● WORK TASK:
Output all the records below, word for word.

● ● ● ●

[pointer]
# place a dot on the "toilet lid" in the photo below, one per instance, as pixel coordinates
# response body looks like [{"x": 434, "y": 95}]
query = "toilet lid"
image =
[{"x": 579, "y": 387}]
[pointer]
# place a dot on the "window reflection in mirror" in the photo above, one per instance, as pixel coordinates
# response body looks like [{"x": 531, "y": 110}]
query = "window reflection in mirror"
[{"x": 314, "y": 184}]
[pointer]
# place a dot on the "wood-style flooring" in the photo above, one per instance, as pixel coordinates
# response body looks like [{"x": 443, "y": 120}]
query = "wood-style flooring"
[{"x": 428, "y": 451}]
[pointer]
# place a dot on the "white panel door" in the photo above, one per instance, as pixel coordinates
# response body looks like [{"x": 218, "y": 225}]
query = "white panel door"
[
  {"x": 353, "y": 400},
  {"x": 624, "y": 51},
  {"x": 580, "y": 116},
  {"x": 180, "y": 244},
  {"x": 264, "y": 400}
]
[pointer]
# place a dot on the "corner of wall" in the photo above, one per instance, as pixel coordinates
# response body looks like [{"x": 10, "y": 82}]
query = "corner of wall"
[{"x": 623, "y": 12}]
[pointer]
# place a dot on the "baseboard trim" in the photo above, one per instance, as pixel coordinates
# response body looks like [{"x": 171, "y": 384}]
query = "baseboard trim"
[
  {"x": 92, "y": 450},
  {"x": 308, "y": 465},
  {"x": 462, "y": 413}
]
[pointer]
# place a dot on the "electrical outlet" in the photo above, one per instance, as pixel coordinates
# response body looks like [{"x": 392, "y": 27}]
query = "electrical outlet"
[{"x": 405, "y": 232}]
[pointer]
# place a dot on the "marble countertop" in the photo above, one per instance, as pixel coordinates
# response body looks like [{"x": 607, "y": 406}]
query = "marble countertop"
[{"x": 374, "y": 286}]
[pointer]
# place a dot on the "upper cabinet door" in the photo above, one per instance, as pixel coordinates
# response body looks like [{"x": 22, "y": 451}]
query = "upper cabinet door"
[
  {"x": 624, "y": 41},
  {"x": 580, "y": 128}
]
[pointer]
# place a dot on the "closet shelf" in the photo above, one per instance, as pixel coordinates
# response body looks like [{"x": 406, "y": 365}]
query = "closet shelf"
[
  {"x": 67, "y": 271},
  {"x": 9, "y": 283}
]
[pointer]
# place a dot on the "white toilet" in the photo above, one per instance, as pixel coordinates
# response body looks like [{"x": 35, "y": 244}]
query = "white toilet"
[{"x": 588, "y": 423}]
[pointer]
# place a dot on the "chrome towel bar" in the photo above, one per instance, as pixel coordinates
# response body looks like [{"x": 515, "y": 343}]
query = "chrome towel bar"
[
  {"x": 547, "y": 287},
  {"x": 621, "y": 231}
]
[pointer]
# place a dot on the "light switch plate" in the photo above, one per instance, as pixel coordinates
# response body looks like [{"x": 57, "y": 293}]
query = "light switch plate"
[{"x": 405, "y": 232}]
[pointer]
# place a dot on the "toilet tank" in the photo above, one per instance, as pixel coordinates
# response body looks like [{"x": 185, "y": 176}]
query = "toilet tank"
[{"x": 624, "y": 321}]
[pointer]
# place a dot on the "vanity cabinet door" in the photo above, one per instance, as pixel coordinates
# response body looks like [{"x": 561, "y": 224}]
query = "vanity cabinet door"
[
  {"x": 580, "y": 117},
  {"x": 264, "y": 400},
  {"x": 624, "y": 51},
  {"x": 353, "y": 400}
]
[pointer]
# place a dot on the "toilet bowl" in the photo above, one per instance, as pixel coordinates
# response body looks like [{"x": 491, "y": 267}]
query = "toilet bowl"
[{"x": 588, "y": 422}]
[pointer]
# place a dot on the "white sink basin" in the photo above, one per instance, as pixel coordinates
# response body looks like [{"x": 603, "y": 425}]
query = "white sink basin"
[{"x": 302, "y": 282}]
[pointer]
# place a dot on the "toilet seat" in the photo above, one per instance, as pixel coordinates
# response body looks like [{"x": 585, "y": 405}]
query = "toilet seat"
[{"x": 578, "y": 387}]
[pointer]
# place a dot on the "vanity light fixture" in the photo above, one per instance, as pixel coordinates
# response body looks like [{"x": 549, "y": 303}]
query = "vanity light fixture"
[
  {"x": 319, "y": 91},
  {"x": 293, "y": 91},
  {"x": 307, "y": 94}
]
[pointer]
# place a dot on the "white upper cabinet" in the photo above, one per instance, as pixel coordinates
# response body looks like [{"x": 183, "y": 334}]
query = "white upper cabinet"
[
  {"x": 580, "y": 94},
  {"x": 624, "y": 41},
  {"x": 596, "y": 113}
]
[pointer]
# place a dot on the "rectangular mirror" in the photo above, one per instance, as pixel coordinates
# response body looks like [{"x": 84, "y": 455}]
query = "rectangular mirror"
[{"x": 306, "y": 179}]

● ● ● ●

● RESULT BELOW:
[pointer]
# place a dot on the "toilet lid" in the photo below, one per instance, as pixel coordinates
# response body looks like [{"x": 434, "y": 95}]
query = "toilet lid"
image =
[{"x": 579, "y": 387}]
[pointer]
# place a dot on the "window reflection in mirror" in the photo above, one per instance, as pixel coordinates
# response body looks like [{"x": 531, "y": 110}]
query = "window reflection in mirror"
[{"x": 314, "y": 184}]
[pointer]
# place a dot on the "wood-style flooring" in the photo above, one per instance, as pixel coordinates
# response body looks like [{"x": 443, "y": 120}]
query = "wood-style flooring"
[{"x": 428, "y": 451}]
[pointer]
# place a dot on the "white panel door" in the photo above, one per instance, as pixel coordinates
# response body looks like [{"x": 218, "y": 225}]
query = "white panel door"
[
  {"x": 353, "y": 400},
  {"x": 624, "y": 51},
  {"x": 580, "y": 116},
  {"x": 180, "y": 244},
  {"x": 264, "y": 400}
]
[pointer]
# place a dot on the "corner of wall" in the photo above, one per instance, as pixel coordinates
# response body looks like [{"x": 10, "y": 82}]
query = "corner of wall"
[{"x": 623, "y": 12}]
[pointer]
# place a dot on the "baseboard trim" in the photo above, one per instance, as pixel coordinates
# response body looks like [{"x": 171, "y": 384}]
query = "baseboard trim"
[
  {"x": 92, "y": 450},
  {"x": 308, "y": 465},
  {"x": 462, "y": 413}
]
[pointer]
# place a dot on the "electrical outlet" in the photo above, one per instance, as pixel coordinates
# response body looks like [{"x": 392, "y": 27}]
query = "electrical outlet"
[{"x": 405, "y": 232}]
[pointer]
# place a dot on the "marble countertop" in the photo above, one per instance, as pixel coordinates
# response body looks like [{"x": 607, "y": 406}]
query = "marble countertop"
[{"x": 374, "y": 286}]
[pointer]
# place a dot on the "upper cabinet door" in the photo above, one per instance, as pixel coordinates
# response body looks like [{"x": 22, "y": 451}]
query = "upper cabinet door"
[
  {"x": 624, "y": 41},
  {"x": 580, "y": 128}
]
[pointer]
# place a dot on the "closet shelf" in the photo above, one per instance, as pixel coordinates
# response body looks like [{"x": 406, "y": 365}]
query = "closet shelf"
[
  {"x": 67, "y": 271},
  {"x": 9, "y": 283}
]
[pointer]
# place a dot on the "white toilet" in the photo above, one per instance, as pixel coordinates
# response body looks like [{"x": 35, "y": 244}]
query = "white toilet"
[{"x": 588, "y": 423}]
[pointer]
# place a dot on the "chrome towel bar" in the photo above, one per instance, as pixel coordinates
# response body looks like [{"x": 515, "y": 343}]
query = "chrome towel bar"
[
  {"x": 547, "y": 287},
  {"x": 621, "y": 231}
]
[pointer]
# place a dot on the "light switch plate" in the photo above, one per instance, as pixel coordinates
# response body looks like [{"x": 57, "y": 293}]
query = "light switch plate"
[{"x": 405, "y": 232}]
[pointer]
# place a dot on the "toilet tank" in the photo above, one per instance, as pixel coordinates
# response body looks like [{"x": 185, "y": 176}]
query = "toilet tank"
[{"x": 624, "y": 321}]
[pointer]
# place a dot on the "vanity cabinet door" in the photo above, one per instance, as pixel coordinates
# response body looks like [{"x": 561, "y": 224}]
query = "vanity cabinet door"
[
  {"x": 580, "y": 117},
  {"x": 264, "y": 400},
  {"x": 624, "y": 51},
  {"x": 353, "y": 400}
]
[pointer]
# place a dot on the "toilet bowl" in the photo above, one per instance, as pixel coordinates
# response body looks like [{"x": 491, "y": 267}]
query = "toilet bowl"
[{"x": 588, "y": 422}]
[pointer]
# place a dot on the "white sink basin" in the photo above, one per instance, as pixel coordinates
# response body looks like [{"x": 603, "y": 425}]
query = "white sink basin"
[{"x": 302, "y": 282}]
[pointer]
# place a dot on the "toilet seat" in the photo above, one per instance, as pixel coordinates
# response body looks like [{"x": 585, "y": 405}]
query = "toilet seat"
[{"x": 578, "y": 387}]
[pointer]
# place a dot on the "vanity light fixture" in the photo above, one per instance, as pixel coordinates
# response body looks like [{"x": 549, "y": 303}]
query = "vanity light fixture"
[
  {"x": 319, "y": 91},
  {"x": 293, "y": 91},
  {"x": 307, "y": 94}
]
[pointer]
# place a dot on the "white upper cabinet" in the photo above, one per instance, as pixel coordinates
# response body looks like [{"x": 183, "y": 334}]
query = "white upper cabinet"
[
  {"x": 580, "y": 94},
  {"x": 624, "y": 41},
  {"x": 596, "y": 113}
]
[pointer]
# place a dot on the "rectangular mirror" in the photo above, one per instance, as pixel coordinates
# response body looks like [{"x": 84, "y": 455}]
query = "rectangular mirror"
[{"x": 306, "y": 179}]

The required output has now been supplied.